PAGE EXCERPT:
______________________________
# Piccino - No Steam



## Drewster (Dec 1, 2013)

Chaps

Switched on my Piccino today and left it to warm up but.....

No heat or pressure at all in the steam side of the house :-(

All the normal lights come on and the group head gets hot - and water flows

But the pressure dial doesn't move at all.

and the is no sign of anything on the steaming side.

Everything seemed OK when I switch did off (last Sunday).

Is there any reset button or any safety cutout gizmo for the steam boiler?

Any help greatly appreciated.


----------



## El carajillo (Mar 16, 2013)

Don't think there is a reset button, possibly pressure switch or thermostat?


----------



## Jon (Dec 3, 2010)

@espressotechno or @DavecUK I reckon.


----------



## DavecUK (Aug 6, 2013)

I have no experience of the Piccino, but assuming it's a double boiler machine:

Check for a limit stat on the steam boiler...I can't imagine they will not have one (it would be bad practice not to use one), it could be on the bottom of the steam boiler, or even on a little stalk on the base of the heating element (which is where they used to put them). They could have used a non resettable fusible link instead, but it's highly unlikely as it's not a great prosumer solution.
______________________________
REQUIREMENTS:
1 > Render the part of the listing that opens with the line containing "the rat, placed" and runs through the end of the listing as a numbered list, omitting blank lines and leaving out the pictures.
2 > Carry the forum thread about the Piccino with no steam onward from its final sentence.
The forum thread and the listing come from separate sources.
______________________________
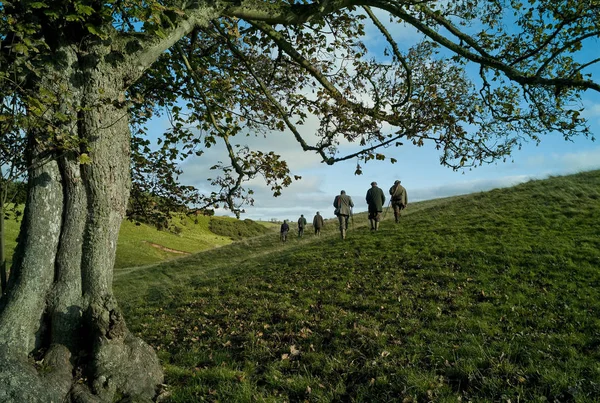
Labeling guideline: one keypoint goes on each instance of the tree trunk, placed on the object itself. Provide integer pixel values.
(62, 335)
(3, 274)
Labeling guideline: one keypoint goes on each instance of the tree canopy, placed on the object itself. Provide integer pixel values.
(485, 77)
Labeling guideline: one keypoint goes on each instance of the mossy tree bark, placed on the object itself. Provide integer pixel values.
(62, 335)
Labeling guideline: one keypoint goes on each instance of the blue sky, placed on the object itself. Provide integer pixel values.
(418, 168)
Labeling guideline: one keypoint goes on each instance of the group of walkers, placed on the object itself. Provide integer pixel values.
(343, 210)
(318, 223)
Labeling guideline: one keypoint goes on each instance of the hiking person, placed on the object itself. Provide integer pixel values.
(375, 200)
(399, 199)
(285, 228)
(301, 225)
(343, 208)
(318, 223)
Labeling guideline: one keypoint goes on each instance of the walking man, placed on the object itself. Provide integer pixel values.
(318, 223)
(343, 208)
(399, 199)
(375, 201)
(301, 225)
(285, 228)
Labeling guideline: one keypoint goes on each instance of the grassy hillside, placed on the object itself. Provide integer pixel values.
(143, 244)
(488, 297)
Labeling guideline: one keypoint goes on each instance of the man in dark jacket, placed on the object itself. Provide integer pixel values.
(301, 225)
(343, 208)
(375, 201)
(285, 228)
(399, 199)
(318, 223)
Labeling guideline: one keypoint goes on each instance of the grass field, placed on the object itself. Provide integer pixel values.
(142, 244)
(490, 297)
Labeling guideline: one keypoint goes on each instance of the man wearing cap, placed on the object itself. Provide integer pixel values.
(343, 208)
(318, 223)
(399, 199)
(375, 201)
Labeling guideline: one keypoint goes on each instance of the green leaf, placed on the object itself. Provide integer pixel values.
(95, 30)
(84, 159)
(85, 10)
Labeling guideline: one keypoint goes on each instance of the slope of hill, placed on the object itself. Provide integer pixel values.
(142, 244)
(493, 296)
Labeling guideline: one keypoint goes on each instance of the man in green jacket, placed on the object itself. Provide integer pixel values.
(375, 201)
(343, 208)
(318, 223)
(301, 225)
(399, 199)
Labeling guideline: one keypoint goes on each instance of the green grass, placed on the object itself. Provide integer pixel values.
(488, 297)
(142, 245)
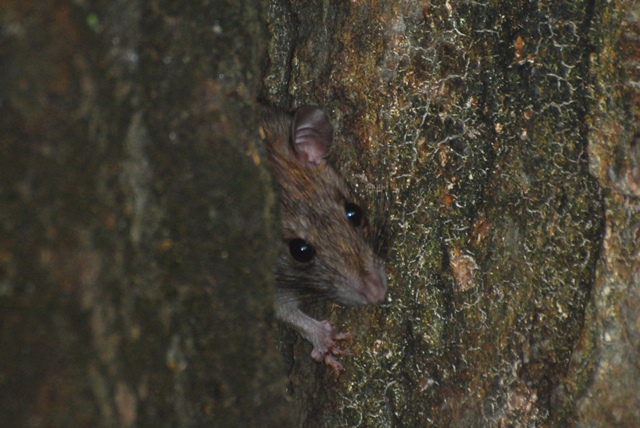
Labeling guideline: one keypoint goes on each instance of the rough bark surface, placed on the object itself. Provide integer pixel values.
(139, 228)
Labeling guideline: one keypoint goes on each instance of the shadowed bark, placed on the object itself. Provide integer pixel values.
(139, 228)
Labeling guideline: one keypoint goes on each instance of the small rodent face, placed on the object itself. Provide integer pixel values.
(327, 243)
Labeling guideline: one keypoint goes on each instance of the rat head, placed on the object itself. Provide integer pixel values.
(327, 242)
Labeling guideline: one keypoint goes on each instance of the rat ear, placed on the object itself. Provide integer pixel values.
(312, 136)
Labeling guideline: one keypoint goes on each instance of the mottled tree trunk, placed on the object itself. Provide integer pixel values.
(139, 227)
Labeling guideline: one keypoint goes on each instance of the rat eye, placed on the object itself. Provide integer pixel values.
(301, 250)
(354, 213)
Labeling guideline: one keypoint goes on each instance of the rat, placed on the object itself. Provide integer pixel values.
(327, 244)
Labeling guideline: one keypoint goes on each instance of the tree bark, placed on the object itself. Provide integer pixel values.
(139, 226)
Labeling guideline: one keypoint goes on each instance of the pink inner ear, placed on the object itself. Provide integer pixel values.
(312, 136)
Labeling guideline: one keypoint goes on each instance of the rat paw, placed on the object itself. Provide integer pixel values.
(325, 345)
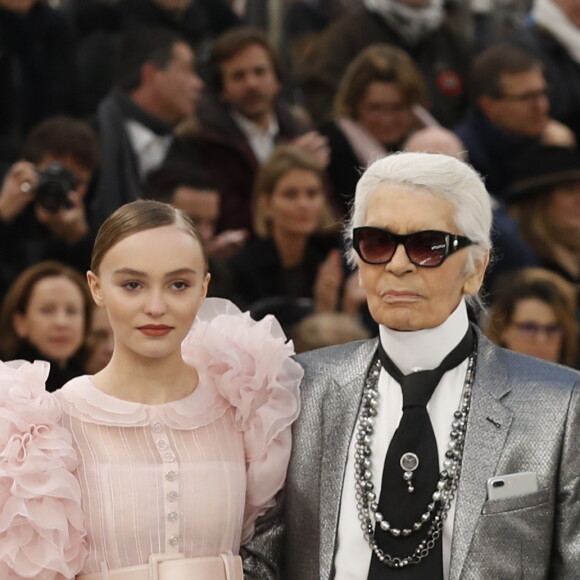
______________________________
TASK RESULTS:
1 >
1. Labeling guideline: one keypoint goes on each instance of the rat, placed on the object itself. Provide integer pixel values.
2. (327, 244)
3. Labeling guideline: one keypoint goes on each instance of the tree bark, placed on the object itself. Provide integer pixel values.
4. (139, 226)
5. Labeling guideline: one keypoint goes on each instance of the pink inner ear, placed on the object itself. Provide integer pixel values.
6. (312, 136)
7. Labeling guideline: one keypoint goes on each instance of the rat paw, placed on the object itself. Provide integer pixel values.
8. (325, 345)

2 >
I have no idea how old this machine is....so

If you have a multimeter...check the resistance of the heating element, check there is power getting to the heating element (be very careful, esp if you have a cheapie multimeter and leads). Also check the wiring on the pressurestat for any loose wire.

If indeed a limit stat has gone off...then there will have been a reason.....e.g. pressurestat issue, or perhaps boiler refill issue. I don't know if the machine has been used a lot with hard water?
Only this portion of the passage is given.